Trecho do documento -
- - -
Além disso, Correia enfatiza que apesar de ser um tratamento individual, é preciso considerar o pensamento ecológico. Isso significa que há consequências não intencionais potencialmente sistêmicas na adoção da ECMO em um ambiente que vive uma limitação de recursos e que pode sofrer um desequilíbrio ainda maior graças à implementação da tecnologia de alto custo.
No Brasil, que oferta um atendimento de saúde universal e gratuito, há uma grande preocupação com a justiça e a equidade, o que leva à necessidade de avaliar se é correto ofertar altas tecnologias apenas em alguns locais de referência, enquanto outras regiões não teriam acesso.
Dados e escolhas
Laerte Pastore, gerente médico de pacientes críticos do Hospital Sírio Libanês, trouxe dados que auxiliam na tomada de decisão. Segundo o especialista, até 21 de maio, o mundo tinha 6.673 pacientes comprovadamente infectados pelo novo coronavírus submetidos à ECMO ao redor do mundo sob uma taxa de mortalidade de 49%.
Pastore apontou que existem as indicações técnicas puramente médicas – como variáveis respiratórias – e as mecânicas, como no caso de pacientes que necessitaram de um nível de ventilação mecânica lesivo para o pulmão, agravando a possibilidade de irreversibilidade.
Além disso, quanto maior a idade, o número de comorbidades e outras disfunções orgânicas, menor a chance de recuperação. “Vemos que pacientes com 70 anos ou mais têm mortalidade extremamente elevada de 93%. Aqueles com menos de 70 anos tem chance de sobrevida de 60%. Também observamos que quando associamos ECMO à diálise, a mortalidade sobe para cerca de 80%. Ou seja, a probabilidade de sucesso é maior quando a disfunção mais grave é unicamente a pulmonar”, pontuou.
- - -
Entradas de dados armazenados:
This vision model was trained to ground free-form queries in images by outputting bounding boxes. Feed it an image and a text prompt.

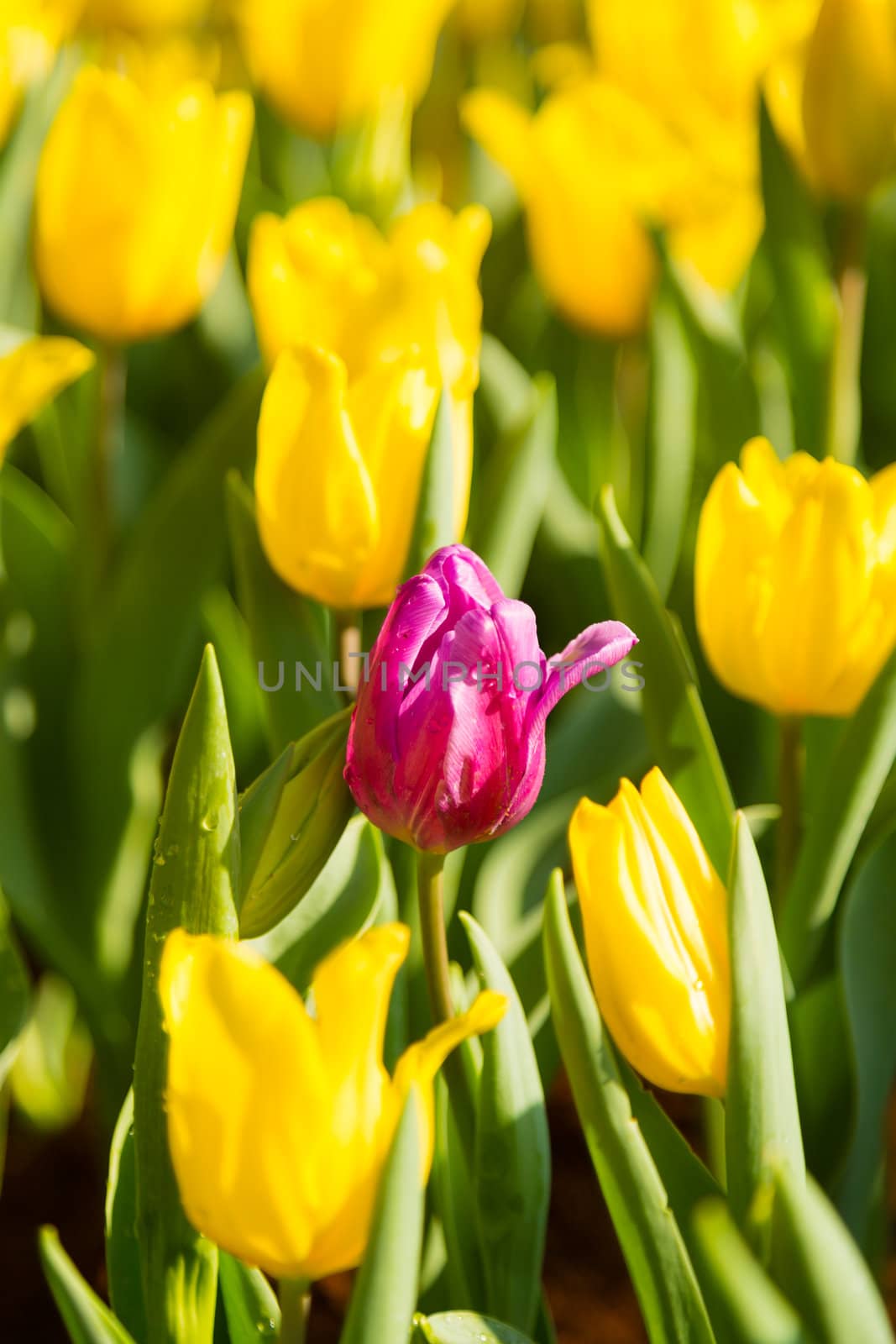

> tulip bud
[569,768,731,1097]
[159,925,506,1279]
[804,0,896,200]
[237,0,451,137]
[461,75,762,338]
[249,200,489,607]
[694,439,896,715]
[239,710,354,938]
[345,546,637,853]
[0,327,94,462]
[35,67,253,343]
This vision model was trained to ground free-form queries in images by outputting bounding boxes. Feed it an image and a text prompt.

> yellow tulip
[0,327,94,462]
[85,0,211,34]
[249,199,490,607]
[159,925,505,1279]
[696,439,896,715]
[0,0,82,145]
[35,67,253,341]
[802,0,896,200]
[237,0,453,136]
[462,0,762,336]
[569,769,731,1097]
- - -
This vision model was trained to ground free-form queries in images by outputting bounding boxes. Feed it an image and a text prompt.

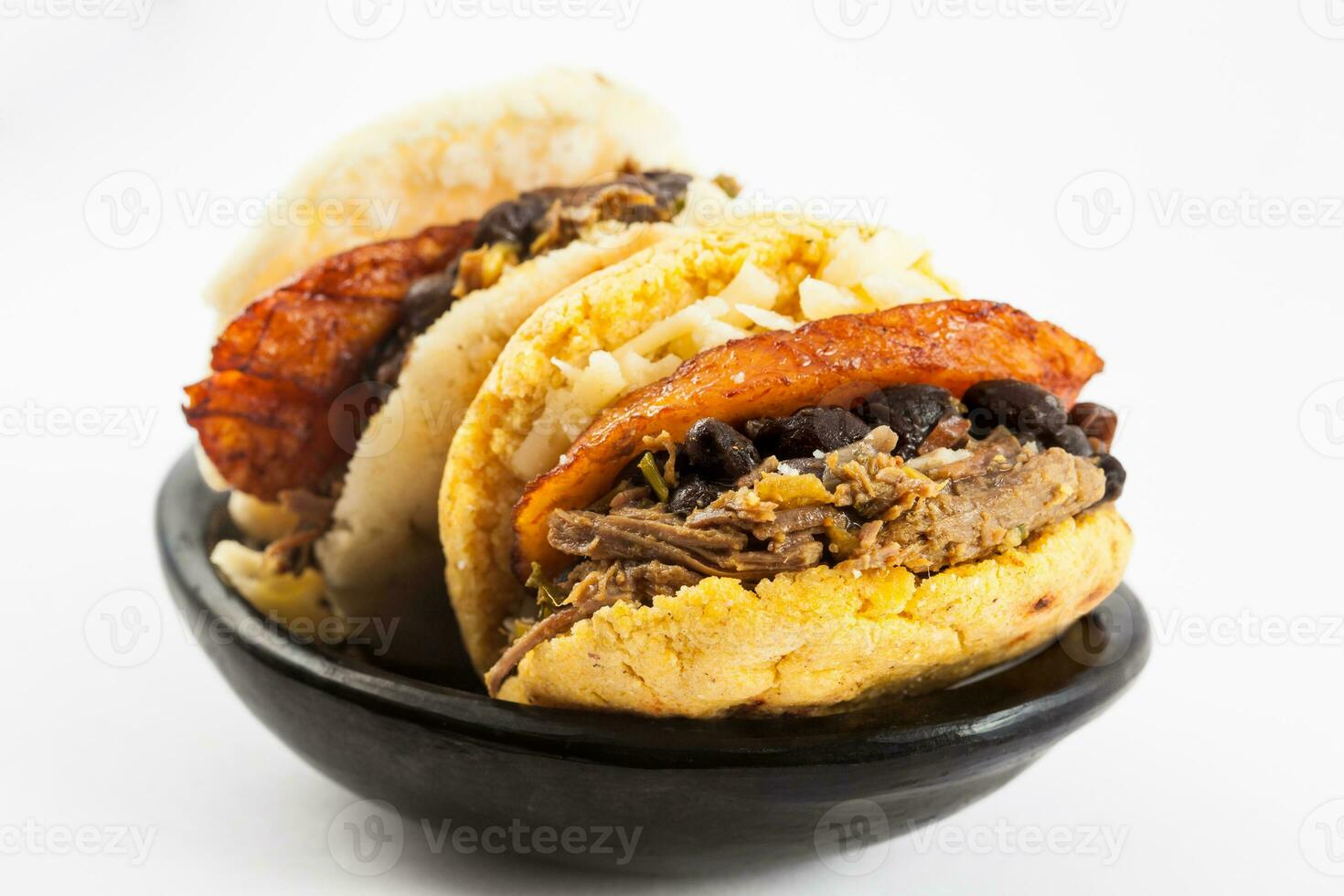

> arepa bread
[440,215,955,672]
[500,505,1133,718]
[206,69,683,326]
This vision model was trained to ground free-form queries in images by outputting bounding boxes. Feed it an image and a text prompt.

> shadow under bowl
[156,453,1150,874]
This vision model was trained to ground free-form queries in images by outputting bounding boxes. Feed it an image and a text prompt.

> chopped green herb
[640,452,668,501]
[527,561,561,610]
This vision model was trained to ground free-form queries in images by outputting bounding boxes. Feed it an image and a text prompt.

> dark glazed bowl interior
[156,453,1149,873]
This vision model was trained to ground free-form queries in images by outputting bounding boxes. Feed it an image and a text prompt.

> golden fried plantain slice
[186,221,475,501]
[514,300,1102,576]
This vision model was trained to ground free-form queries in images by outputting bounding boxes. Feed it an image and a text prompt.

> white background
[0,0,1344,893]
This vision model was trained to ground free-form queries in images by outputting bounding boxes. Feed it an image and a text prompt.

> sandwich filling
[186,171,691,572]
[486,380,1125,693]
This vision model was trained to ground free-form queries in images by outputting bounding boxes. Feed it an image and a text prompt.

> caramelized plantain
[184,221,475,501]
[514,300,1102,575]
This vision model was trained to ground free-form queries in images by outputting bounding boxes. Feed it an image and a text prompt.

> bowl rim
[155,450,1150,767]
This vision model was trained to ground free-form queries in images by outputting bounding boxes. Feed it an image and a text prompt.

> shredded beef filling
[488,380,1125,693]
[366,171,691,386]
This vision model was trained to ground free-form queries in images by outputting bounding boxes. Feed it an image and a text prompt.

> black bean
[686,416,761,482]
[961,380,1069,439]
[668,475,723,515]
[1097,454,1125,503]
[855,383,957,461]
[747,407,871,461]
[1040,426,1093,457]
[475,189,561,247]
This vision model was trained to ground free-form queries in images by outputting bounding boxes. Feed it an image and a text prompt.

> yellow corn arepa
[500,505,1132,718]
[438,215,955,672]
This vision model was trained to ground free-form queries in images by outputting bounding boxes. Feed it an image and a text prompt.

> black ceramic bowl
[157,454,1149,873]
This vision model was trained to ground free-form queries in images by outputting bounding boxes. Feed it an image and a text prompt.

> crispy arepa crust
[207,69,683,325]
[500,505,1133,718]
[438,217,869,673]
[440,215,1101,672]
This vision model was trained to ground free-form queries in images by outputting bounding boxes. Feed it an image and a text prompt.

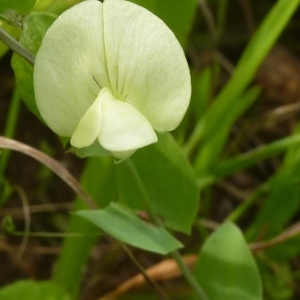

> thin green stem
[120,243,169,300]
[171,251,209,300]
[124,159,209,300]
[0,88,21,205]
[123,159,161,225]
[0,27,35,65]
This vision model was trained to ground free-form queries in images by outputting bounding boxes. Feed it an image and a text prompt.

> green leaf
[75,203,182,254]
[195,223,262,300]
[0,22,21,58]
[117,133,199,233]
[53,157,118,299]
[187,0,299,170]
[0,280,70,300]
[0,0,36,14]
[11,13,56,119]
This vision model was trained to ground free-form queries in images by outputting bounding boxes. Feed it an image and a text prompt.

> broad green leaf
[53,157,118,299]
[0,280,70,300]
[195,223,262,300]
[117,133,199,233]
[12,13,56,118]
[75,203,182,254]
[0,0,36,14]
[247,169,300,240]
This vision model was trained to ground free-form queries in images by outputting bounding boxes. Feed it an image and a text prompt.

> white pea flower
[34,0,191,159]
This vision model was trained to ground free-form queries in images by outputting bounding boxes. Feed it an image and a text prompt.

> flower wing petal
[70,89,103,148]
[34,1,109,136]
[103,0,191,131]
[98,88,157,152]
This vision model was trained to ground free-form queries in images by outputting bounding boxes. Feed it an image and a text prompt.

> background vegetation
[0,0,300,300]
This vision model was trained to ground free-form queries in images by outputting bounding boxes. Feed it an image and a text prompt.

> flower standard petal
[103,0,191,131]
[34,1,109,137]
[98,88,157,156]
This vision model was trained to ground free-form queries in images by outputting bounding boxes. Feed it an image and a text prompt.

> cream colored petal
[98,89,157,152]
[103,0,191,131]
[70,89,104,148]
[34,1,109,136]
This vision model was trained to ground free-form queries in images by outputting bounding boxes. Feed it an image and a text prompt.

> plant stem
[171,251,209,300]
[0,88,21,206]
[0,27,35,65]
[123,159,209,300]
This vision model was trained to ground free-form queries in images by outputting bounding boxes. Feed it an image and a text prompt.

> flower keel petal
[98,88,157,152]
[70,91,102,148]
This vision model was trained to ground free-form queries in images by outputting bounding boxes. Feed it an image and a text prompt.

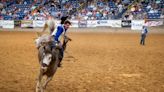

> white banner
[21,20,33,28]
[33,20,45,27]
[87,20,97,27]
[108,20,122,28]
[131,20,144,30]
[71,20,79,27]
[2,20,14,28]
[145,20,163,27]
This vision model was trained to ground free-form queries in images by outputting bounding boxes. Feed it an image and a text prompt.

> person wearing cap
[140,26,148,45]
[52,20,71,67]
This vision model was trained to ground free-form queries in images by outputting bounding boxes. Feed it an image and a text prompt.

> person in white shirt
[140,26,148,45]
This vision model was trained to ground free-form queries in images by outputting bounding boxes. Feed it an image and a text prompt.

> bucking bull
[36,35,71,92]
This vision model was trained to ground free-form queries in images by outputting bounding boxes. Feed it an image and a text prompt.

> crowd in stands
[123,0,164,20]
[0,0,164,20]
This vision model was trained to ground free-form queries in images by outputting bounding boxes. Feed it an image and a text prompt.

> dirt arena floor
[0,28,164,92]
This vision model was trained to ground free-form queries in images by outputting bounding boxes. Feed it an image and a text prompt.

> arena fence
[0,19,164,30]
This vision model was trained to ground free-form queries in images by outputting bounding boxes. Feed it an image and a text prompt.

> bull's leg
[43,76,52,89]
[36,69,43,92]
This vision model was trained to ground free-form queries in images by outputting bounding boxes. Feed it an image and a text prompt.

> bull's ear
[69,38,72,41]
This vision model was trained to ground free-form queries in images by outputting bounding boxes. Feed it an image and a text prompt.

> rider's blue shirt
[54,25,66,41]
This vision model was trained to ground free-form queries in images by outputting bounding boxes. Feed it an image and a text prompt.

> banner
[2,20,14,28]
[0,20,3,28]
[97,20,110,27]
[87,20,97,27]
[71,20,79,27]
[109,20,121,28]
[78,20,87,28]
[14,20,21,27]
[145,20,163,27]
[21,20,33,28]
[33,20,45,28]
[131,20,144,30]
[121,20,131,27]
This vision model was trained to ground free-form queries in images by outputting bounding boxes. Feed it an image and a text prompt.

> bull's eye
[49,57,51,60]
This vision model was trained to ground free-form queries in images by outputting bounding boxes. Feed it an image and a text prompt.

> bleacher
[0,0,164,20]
- - -
Objetivo do exercício - Retorne, sem nenhuma alteração, a parte do texto sobre a ECMO que começa em "Além disso, Correia" e vai até "não teriam acesso.".

Área de resposta -
Além disso, Correia enfatiza que apesar de ser um tratamento individual, é preciso considerar o pensamento ecológico. Isso significa que há consequências não intencionais potencialmente sistêmicas na adoção da ECMO em um ambiente que vive uma limitação de recursos e que pode sofrer um desequilíbrio ainda maior graças à implementação da tecnologia de alto custo.
No Brasil, que oferta um atendimento de saúde universal e gratuito, há uma grande preocupação com a justiça e a equidade, o que leva à necessidade de avaliar se é correto ofertar altas tecnologias apenas em alguns locais de referência, enquanto outras regiões não teriam acesso.